Materials provided –
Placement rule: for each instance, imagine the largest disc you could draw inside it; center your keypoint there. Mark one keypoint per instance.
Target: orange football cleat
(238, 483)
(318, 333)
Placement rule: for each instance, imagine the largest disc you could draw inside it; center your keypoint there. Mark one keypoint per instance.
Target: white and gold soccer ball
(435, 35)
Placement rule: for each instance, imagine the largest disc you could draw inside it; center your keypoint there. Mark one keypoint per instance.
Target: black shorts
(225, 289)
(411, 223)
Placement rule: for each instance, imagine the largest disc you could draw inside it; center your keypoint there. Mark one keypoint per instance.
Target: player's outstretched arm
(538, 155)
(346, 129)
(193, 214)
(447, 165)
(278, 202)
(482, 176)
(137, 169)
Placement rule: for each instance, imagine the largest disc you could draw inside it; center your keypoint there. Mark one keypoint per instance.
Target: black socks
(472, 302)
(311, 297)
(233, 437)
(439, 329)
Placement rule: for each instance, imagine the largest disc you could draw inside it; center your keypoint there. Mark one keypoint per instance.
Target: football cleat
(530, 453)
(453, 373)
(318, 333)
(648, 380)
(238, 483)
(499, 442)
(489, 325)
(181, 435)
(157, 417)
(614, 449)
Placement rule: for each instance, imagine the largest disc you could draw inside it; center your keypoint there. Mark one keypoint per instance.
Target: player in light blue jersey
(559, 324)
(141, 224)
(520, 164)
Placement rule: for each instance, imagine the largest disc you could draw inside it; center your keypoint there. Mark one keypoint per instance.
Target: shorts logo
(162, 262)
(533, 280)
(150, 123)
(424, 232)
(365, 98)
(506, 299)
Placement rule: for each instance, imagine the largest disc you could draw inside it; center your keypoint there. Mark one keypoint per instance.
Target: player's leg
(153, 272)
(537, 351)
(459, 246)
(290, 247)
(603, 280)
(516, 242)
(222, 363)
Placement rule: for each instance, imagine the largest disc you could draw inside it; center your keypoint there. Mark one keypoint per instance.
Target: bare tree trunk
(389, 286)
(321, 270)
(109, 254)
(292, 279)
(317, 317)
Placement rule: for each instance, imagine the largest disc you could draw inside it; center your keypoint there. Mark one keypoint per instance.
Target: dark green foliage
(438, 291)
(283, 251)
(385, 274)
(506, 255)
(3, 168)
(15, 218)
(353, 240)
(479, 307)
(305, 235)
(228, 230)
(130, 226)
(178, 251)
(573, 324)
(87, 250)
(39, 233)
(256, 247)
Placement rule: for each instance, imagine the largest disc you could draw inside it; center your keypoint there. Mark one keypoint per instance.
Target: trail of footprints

Try it – Word for word, repeat the line holding "Target: shorts logo" and all lines after it through the end of the entries above.

Your response –
Target: shorts logo
(162, 262)
(533, 280)
(150, 123)
(424, 232)
(365, 98)
(506, 299)
Placement rule: for each instance, imagine the largest disc you could draw inside it; center your keypoint there. Mark one keypoint per instance.
Target: player's leg
(153, 272)
(537, 351)
(459, 246)
(290, 247)
(603, 280)
(516, 242)
(222, 363)
Placement rule: for each instance, imagine the largest disc you could draw inside it; center your keypoint there. Mark one keypoint per instance.
Target: bare tree trunk
(389, 286)
(321, 270)
(109, 254)
(292, 279)
(317, 317)
Placement rule: for each instance, imagine the largest disc you could draw inside it; center your keypoint there. Mark one keypoint per instance.
Target: dark green foliage
(438, 291)
(283, 251)
(385, 274)
(506, 255)
(3, 168)
(15, 218)
(353, 240)
(479, 307)
(305, 235)
(228, 230)
(130, 226)
(178, 251)
(573, 324)
(87, 250)
(39, 233)
(256, 247)
Placement rule: for each instance, imagine the largest disc you could draw inside it; center your keypoint there. Mark one keypoint per instance.
Target: trail of footprints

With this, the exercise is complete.